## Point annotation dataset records
______________________________
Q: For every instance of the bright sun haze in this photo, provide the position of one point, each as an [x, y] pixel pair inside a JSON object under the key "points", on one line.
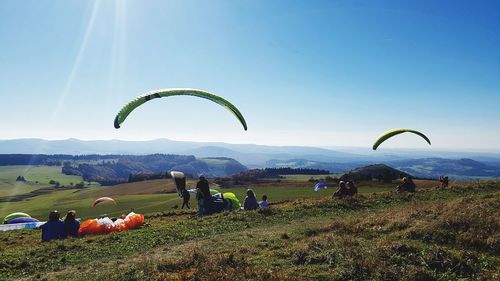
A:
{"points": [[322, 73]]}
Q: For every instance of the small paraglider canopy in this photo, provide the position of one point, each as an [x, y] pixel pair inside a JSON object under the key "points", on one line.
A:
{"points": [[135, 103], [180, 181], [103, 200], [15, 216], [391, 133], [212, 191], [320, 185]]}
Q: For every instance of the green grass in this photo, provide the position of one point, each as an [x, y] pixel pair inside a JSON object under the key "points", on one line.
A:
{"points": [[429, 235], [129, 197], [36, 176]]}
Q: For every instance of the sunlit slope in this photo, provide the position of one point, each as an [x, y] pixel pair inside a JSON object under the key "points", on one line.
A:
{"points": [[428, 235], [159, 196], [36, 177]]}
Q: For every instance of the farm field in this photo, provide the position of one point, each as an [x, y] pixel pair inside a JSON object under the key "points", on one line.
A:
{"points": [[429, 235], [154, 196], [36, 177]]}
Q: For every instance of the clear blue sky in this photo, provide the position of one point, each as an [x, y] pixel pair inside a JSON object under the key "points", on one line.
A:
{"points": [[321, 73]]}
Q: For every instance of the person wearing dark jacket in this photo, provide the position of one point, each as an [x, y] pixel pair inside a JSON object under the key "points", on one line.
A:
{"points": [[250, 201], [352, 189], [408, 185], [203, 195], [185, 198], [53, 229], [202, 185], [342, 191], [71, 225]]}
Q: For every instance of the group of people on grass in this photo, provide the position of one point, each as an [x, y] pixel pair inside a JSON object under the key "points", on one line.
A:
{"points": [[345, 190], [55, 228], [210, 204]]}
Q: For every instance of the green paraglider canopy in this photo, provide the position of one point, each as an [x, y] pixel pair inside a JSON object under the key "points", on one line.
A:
______________________________
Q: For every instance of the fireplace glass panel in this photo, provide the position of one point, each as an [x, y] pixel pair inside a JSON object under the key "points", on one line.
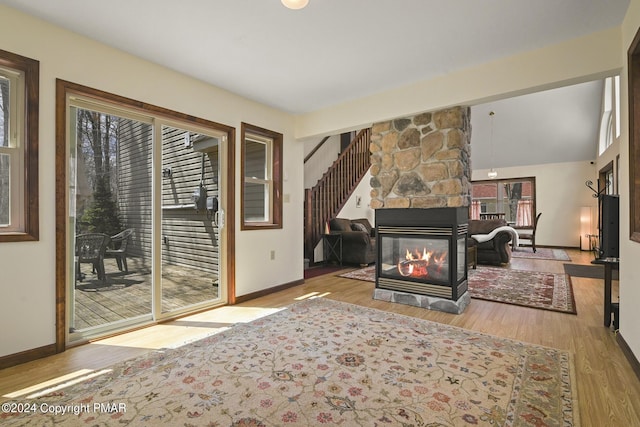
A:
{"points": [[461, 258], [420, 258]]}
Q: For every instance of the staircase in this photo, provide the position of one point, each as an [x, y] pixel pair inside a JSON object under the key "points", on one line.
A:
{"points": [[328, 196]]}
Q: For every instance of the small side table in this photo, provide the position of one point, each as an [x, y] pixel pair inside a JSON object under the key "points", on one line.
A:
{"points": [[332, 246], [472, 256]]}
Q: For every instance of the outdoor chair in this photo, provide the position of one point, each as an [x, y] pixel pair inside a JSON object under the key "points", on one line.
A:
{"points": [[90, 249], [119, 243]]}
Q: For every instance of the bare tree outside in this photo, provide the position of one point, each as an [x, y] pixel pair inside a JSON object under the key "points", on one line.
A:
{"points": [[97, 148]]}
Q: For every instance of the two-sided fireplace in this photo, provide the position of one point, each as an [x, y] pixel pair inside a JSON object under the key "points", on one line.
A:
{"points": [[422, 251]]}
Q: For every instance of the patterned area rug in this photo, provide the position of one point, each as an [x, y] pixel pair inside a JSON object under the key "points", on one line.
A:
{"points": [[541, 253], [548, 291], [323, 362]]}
______________________________
## Exercise
Give the number of lines in the records above that contain the string "paraglider", treating uppercase and lowercase letters as different, and reply with only that number.

## In response
2